What to produce
Could you return the rows below word for word, beginning at the first line and stopping after the line that contains "column 471, row 552"?

* Begin Data to process *

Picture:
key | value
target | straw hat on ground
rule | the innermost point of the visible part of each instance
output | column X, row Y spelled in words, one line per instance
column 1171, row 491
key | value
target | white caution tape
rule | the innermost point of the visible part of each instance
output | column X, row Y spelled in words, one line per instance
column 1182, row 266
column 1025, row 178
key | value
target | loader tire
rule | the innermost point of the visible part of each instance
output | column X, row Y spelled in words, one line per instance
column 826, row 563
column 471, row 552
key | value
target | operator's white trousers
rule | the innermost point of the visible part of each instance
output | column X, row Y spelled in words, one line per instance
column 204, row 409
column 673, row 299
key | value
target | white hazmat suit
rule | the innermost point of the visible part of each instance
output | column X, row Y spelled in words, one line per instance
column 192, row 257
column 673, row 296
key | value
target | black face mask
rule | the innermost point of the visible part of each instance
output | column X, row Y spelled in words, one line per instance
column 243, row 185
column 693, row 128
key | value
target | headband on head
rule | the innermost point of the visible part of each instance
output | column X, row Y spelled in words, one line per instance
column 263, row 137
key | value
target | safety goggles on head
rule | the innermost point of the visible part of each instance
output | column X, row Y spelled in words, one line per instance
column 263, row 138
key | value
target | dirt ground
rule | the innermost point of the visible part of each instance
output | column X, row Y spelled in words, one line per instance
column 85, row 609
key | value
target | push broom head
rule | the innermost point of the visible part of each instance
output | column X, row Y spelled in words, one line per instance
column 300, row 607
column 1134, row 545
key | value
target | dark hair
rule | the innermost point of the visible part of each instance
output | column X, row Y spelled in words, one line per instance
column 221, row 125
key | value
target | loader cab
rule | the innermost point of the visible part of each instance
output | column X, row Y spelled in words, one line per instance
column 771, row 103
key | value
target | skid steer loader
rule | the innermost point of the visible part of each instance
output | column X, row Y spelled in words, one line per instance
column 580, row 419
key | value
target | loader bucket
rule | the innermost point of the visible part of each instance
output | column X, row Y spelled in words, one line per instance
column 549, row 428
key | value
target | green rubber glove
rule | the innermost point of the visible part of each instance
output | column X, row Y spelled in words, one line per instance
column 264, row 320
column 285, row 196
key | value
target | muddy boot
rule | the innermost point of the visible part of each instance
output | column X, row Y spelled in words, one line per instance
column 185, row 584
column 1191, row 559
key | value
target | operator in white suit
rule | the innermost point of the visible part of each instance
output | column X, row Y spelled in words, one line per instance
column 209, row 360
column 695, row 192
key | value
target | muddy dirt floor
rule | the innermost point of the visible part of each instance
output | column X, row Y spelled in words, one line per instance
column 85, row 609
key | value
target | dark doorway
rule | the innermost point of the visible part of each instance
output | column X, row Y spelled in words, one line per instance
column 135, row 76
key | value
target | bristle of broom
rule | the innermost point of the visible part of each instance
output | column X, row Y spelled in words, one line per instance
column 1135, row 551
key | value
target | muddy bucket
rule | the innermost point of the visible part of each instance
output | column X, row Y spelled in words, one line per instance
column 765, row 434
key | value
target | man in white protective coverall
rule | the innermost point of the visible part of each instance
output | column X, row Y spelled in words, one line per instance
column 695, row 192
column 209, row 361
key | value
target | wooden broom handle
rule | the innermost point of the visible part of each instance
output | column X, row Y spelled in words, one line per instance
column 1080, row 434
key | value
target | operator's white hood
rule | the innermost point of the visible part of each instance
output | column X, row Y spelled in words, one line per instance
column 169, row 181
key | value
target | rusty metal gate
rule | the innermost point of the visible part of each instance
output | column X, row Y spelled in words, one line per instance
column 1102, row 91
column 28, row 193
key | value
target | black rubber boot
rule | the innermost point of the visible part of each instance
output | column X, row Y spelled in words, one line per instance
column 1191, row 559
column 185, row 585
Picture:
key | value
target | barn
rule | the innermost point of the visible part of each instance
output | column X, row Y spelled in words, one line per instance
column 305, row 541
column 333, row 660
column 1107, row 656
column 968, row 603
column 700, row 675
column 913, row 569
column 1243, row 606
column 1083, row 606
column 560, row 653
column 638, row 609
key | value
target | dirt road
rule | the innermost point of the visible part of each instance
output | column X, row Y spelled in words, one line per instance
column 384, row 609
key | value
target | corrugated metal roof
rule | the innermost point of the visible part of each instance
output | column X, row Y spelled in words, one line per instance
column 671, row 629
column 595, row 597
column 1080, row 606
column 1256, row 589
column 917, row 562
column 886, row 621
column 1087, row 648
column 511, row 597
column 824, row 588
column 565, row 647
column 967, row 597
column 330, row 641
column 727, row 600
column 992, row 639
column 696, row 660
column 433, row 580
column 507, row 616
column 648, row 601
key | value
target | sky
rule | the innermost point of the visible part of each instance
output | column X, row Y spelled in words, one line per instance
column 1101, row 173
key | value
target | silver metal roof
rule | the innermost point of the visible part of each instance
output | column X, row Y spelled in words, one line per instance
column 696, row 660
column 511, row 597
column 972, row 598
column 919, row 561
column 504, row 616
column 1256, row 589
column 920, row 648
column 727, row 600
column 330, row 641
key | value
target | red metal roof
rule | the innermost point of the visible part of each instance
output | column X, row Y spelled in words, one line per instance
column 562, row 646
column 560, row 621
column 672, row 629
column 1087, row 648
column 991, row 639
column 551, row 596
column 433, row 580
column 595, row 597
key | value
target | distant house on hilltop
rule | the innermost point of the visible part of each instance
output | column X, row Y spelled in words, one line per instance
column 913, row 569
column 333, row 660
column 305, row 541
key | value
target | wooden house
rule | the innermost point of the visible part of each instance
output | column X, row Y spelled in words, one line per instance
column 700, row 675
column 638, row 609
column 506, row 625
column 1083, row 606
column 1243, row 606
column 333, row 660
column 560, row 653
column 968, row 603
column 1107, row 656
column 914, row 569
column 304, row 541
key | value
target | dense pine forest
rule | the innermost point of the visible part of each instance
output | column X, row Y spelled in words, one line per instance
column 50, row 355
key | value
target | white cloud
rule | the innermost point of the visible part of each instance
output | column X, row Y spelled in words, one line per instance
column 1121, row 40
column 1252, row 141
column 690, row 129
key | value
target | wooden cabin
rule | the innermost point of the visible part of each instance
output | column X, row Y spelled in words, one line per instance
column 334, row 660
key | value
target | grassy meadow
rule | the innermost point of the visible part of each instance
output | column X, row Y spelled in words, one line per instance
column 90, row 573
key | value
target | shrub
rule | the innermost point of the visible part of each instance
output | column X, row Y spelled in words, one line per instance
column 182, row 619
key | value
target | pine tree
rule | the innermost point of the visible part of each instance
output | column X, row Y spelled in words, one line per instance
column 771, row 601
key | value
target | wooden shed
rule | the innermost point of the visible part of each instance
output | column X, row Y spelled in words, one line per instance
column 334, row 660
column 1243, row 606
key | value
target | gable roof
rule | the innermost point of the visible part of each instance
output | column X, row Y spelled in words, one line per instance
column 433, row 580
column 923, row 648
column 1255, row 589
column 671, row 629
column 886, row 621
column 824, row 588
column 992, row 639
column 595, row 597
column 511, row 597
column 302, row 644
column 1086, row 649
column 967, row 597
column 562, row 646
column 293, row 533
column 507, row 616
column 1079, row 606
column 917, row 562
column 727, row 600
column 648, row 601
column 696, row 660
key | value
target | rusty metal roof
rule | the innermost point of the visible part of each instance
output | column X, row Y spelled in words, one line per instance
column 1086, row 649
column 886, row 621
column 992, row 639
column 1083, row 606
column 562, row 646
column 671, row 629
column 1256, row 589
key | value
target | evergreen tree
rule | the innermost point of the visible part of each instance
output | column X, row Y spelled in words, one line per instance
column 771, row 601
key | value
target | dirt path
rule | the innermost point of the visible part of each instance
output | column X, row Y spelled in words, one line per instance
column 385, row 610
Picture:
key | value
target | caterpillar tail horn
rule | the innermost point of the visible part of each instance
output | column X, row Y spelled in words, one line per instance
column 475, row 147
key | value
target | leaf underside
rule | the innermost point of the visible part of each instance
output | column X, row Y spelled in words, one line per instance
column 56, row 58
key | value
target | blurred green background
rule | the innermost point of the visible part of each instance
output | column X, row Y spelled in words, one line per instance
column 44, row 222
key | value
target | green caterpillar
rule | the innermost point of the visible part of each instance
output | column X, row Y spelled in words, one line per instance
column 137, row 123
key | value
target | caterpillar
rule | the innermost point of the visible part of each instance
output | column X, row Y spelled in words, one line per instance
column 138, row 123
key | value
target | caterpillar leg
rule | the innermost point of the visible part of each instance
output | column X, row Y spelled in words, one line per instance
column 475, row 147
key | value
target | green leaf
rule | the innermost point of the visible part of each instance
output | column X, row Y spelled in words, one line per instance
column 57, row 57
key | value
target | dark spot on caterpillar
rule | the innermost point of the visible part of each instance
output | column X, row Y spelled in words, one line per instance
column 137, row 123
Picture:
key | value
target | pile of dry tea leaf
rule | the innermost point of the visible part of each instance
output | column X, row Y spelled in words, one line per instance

* End Data to process *

Reply
Picture:
key | value
target | straw hat on ground
rule | the innermost point of the visible part of each instance
output | column X, row Y spelled in words, one line per instance
column 1171, row 491
key | value
target | white caution tape
rule | the innermost point of the visible part of each instance
output | column X, row Y spelled in words, one line per instance
column 1182, row 266
column 1025, row 178
key | value
target | loader tire
rule | the innermost point of the visible part of each instance
output | column X, row Y spelled in words, one line per instance
column 826, row 563
column 471, row 552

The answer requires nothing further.